## GIVEN TASK
Copy the records below line for line, leaving out the pictures.

□ □ □ □

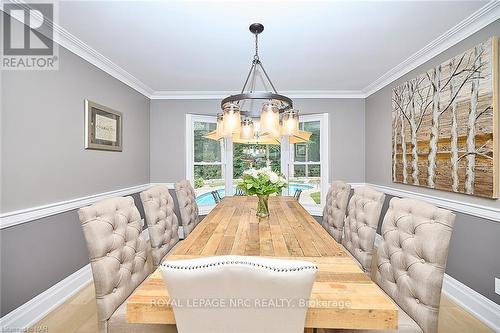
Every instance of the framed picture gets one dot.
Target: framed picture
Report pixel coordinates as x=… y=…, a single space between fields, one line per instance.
x=103 y=127
x=445 y=125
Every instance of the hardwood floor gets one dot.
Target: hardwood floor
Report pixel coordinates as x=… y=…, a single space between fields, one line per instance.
x=79 y=315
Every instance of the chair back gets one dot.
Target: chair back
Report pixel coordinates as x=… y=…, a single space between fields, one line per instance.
x=188 y=208
x=117 y=252
x=361 y=224
x=334 y=209
x=216 y=196
x=243 y=288
x=297 y=194
x=411 y=258
x=163 y=226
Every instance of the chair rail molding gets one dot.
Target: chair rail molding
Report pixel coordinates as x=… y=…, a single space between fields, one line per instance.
x=485 y=212
x=470 y=25
x=13 y=218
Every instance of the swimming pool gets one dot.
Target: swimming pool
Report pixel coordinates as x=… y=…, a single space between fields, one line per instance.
x=206 y=199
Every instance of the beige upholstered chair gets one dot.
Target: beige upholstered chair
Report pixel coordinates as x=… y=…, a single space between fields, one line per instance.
x=334 y=210
x=411 y=260
x=163 y=226
x=118 y=257
x=361 y=224
x=187 y=206
x=245 y=284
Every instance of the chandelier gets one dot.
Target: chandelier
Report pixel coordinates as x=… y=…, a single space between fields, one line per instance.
x=276 y=118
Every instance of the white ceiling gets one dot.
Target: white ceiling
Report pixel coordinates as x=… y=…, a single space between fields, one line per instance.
x=206 y=46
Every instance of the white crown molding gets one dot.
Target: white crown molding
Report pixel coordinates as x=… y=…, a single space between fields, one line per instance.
x=475 y=22
x=83 y=50
x=12 y=218
x=478 y=20
x=298 y=94
x=485 y=212
x=75 y=45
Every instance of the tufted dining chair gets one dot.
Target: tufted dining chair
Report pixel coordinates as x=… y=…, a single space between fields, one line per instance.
x=412 y=258
x=187 y=206
x=363 y=213
x=163 y=226
x=334 y=209
x=118 y=255
x=243 y=284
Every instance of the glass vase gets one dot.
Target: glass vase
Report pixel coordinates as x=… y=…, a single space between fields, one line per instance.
x=263 y=205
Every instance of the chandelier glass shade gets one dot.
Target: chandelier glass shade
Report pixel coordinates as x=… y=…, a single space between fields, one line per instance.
x=275 y=119
x=290 y=123
x=231 y=120
x=220 y=125
x=247 y=129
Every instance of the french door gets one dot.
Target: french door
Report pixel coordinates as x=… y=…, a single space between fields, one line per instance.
x=218 y=165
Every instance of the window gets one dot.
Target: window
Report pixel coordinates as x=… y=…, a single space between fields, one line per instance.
x=247 y=156
x=205 y=158
x=218 y=166
x=306 y=162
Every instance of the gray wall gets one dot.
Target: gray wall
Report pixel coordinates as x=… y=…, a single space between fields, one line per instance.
x=473 y=257
x=43 y=161
x=347 y=135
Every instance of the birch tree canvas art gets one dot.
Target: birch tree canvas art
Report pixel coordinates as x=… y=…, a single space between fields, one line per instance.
x=445 y=125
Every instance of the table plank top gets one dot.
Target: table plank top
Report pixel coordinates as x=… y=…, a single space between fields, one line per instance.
x=343 y=296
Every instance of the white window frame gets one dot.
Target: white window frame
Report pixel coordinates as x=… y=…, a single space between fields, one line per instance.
x=324 y=157
x=190 y=163
x=286 y=151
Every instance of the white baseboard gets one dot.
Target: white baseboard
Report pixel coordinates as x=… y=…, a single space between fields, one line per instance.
x=38 y=307
x=12 y=218
x=479 y=306
x=476 y=304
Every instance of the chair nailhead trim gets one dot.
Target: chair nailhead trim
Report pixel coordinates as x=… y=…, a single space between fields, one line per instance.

□ □ □ □

## REPLY TO THE TASK
Every instance of the framed picture gets one dot.
Target: framed picture
Report pixel coordinates as x=… y=…, a single space between fields, one line per instance.
x=103 y=127
x=445 y=125
Every instance of the hardwood floor gets one dot.
Target: hardwood floor
Report pixel coordinates as x=… y=…, a single space between fields, one line per instance.
x=79 y=315
Every instance of the chair back gets one dot.
Target: chair back
Report pixel coordinates as x=… y=…, a single space between fields, one line per instance.
x=188 y=208
x=117 y=252
x=361 y=224
x=334 y=209
x=216 y=196
x=243 y=288
x=297 y=194
x=411 y=258
x=163 y=226
Every instance of the chair rail molding gets one dot.
Target: chair rail molding
Report pixel coordinates as x=… y=…, a single space between fields, one line per instance.
x=485 y=212
x=470 y=25
x=13 y=218
Every instance of the swimming pool gets one dot.
Target: swimming pool
Report pixel coordinates as x=… y=…, a single space between fields, one line per instance.
x=206 y=199
Every instance of the beige upholstered chair gets one dot.
Target: beige upholstered chair
Report pixel coordinates as x=… y=…, a single space between fields, one line per instance.
x=334 y=210
x=411 y=260
x=163 y=226
x=118 y=257
x=361 y=224
x=187 y=206
x=245 y=284
Every instance of the chandelier gets one dot.
Target: chandelier
Report pixel coordinates as x=… y=…, a single space between fields, one line per instance.
x=276 y=118
Every instance of the white ceiling gets one dot.
Target: white ceiling
Report pixel coordinates as x=… y=…, a single space between fields, one line per instance.
x=206 y=46
Every instance of the white crown molding gets one dot.
Target: white crown molding
Report pixel coordinates as x=… y=…, a single space between fields, one line per instance.
x=475 y=22
x=83 y=50
x=12 y=218
x=478 y=20
x=298 y=94
x=485 y=212
x=75 y=45
Every instance of the tufted dining chair gets one dot.
Target: tufted dining chair
Report pixel coordinates as x=… y=…, a single space between fields, one line per instance.
x=412 y=258
x=187 y=206
x=363 y=213
x=163 y=226
x=334 y=209
x=118 y=255
x=243 y=284
Every instance of the glass vase gets one dot.
Target: glass vase
Report pixel coordinates as x=… y=…, a single space between fields, one line per instance.
x=263 y=205
Every instance of the chandelier glass shade gets one dot.
Target: chandelier glass shade
Report pixel coordinates as x=… y=…, a single space between fields, one line per instance.
x=275 y=119
x=290 y=123
x=231 y=120
x=220 y=125
x=247 y=129
Every instance of the french door gets one dot.
Target: french door
Report pixel coordinates as x=… y=…, a single space between fields, one line per instance.
x=218 y=165
Every instance of the window gets one dot.
Target: window
Report pixel coordinates as x=… y=…, a single space between fields, one line per instance.
x=247 y=156
x=205 y=158
x=218 y=166
x=306 y=162
Every instance of the gray wall gets one dot.
Target: gray wall
Report pixel coordinates as x=… y=…, a single space between fields, one line per instance.
x=473 y=257
x=43 y=161
x=347 y=135
Every instance of the birch tree canvas art gets one dot.
Target: birch tree canvas art
Report pixel coordinates as x=… y=…, a single space between fields, one line per instance.
x=445 y=125
Every instance of the table plank top gets one dot.
Target: table plank top
Report pixel coordinates as x=… y=…, a single space between fields, one line per instance.
x=343 y=296
Every instance of the white window frame gets one dot.
Target: white window frame
Report pixel coordinates as x=… y=…, a single space between fields, one line per instance.
x=324 y=157
x=190 y=163
x=286 y=151
Every instance of the white baseboard gets one dot.
Target: white baseboard
Report pixel coordinates as x=… y=…, a single space between fields, one line per instance.
x=38 y=307
x=12 y=218
x=479 y=306
x=476 y=304
Every instance of the chair nailhead trim gets one dot.
Target: chair nailhead trim
Report pixel coordinates as x=… y=…, a single space between fields, one line per instance.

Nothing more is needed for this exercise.